-- THE RECORDS --
====

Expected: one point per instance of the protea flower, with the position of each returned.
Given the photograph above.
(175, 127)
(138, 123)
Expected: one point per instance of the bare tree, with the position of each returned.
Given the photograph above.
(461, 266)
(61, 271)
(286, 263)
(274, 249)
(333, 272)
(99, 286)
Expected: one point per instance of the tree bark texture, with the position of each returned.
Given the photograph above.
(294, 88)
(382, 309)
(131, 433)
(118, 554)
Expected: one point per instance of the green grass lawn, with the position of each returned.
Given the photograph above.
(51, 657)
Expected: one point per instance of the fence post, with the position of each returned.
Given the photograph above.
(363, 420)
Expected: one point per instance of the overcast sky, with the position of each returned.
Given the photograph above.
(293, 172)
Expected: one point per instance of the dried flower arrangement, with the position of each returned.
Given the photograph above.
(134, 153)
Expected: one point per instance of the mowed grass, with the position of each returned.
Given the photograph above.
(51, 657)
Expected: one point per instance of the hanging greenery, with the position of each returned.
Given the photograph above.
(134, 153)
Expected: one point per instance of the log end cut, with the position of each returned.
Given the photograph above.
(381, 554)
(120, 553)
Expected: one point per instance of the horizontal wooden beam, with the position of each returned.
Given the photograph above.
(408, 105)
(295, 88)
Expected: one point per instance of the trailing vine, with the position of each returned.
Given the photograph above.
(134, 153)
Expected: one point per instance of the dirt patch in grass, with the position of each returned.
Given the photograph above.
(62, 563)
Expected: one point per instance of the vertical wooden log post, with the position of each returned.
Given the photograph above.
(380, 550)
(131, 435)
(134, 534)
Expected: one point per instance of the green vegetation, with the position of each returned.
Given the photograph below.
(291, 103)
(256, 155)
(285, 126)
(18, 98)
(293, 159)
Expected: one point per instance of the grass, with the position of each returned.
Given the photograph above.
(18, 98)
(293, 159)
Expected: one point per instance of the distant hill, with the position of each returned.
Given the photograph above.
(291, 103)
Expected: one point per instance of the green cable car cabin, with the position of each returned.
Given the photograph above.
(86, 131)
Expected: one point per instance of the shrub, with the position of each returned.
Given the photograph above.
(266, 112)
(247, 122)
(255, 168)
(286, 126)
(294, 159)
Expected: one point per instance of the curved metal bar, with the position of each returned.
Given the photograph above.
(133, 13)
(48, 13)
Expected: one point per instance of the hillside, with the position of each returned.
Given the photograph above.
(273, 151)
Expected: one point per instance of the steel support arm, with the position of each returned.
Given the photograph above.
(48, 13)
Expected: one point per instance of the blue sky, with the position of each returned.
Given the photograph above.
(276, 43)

====

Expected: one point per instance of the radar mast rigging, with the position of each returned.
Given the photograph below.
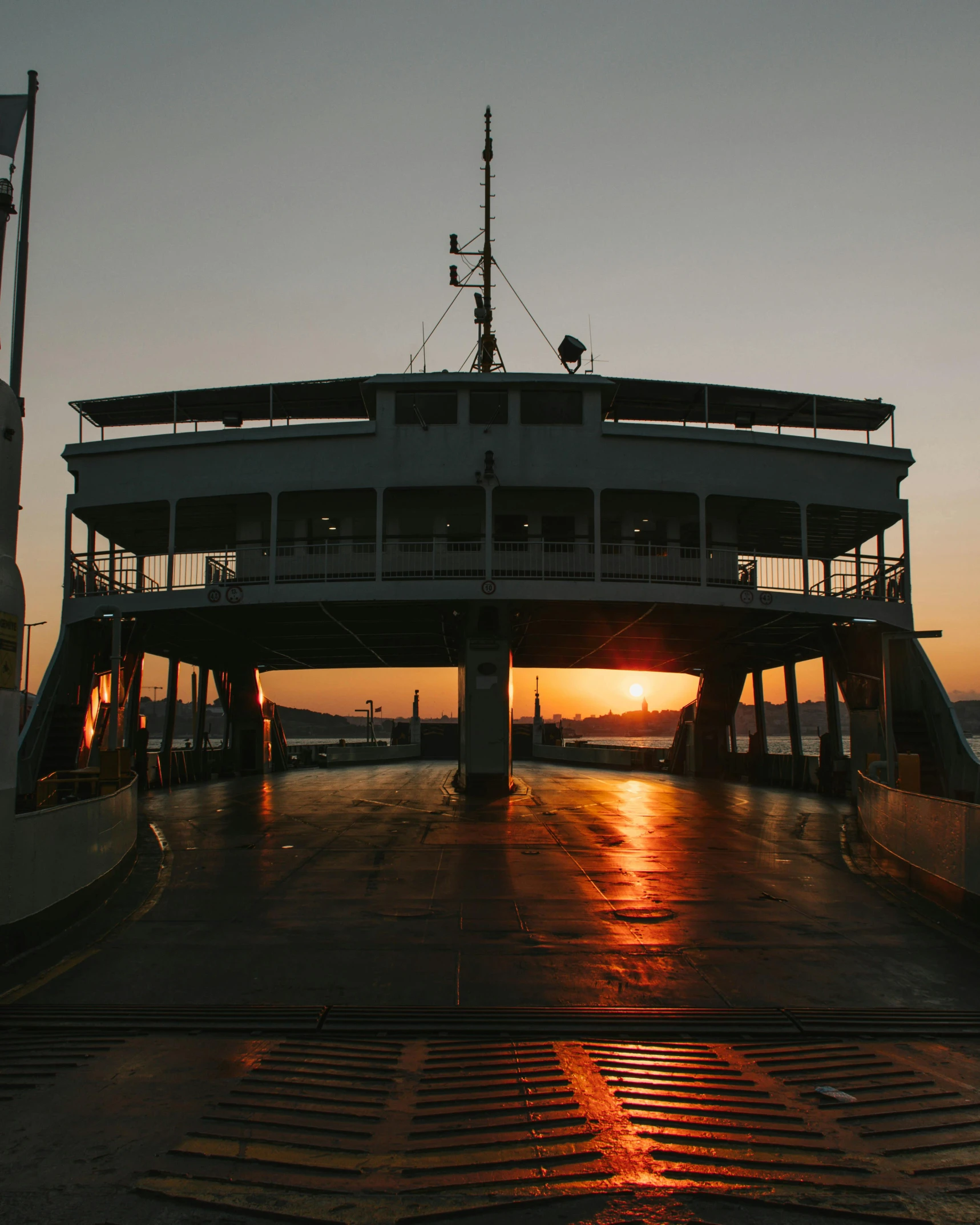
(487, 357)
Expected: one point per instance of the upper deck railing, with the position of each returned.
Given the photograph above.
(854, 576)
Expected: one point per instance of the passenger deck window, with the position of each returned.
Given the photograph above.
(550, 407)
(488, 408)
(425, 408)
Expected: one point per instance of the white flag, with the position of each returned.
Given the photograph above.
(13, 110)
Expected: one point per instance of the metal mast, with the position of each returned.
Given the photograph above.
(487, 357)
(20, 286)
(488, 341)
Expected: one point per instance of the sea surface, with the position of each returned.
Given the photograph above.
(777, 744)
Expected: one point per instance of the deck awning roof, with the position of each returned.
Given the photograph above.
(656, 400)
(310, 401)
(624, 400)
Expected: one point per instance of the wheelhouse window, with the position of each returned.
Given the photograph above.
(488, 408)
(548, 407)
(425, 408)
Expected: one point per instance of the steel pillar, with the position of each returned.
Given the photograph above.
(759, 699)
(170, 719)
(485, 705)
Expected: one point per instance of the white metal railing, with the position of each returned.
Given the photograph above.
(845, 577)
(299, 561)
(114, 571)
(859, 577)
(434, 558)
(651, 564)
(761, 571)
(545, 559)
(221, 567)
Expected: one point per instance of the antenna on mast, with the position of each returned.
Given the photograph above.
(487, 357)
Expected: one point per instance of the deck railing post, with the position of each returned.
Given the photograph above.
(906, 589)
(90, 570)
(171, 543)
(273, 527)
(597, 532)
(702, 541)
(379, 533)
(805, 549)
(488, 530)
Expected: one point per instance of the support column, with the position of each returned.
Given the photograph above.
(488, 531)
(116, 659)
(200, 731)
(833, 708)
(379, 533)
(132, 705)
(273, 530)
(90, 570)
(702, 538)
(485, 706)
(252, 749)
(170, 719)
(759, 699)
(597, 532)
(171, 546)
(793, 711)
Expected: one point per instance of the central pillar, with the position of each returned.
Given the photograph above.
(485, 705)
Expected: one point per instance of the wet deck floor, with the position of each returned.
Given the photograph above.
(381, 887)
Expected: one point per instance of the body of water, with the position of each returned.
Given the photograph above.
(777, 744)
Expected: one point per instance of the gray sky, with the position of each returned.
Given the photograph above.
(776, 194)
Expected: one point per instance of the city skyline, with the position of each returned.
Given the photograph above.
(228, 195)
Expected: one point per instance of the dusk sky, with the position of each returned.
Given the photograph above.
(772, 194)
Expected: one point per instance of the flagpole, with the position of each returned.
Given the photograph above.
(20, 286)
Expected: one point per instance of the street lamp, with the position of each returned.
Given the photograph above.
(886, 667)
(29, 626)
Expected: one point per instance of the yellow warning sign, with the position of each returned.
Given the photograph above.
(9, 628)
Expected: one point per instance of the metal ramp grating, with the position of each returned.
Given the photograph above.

====

-- WHAT IS EXPECTED --
Looking at the records above, how many lines contain "post"? Answer with the number alone.

-- YOUR SOLUTION --
3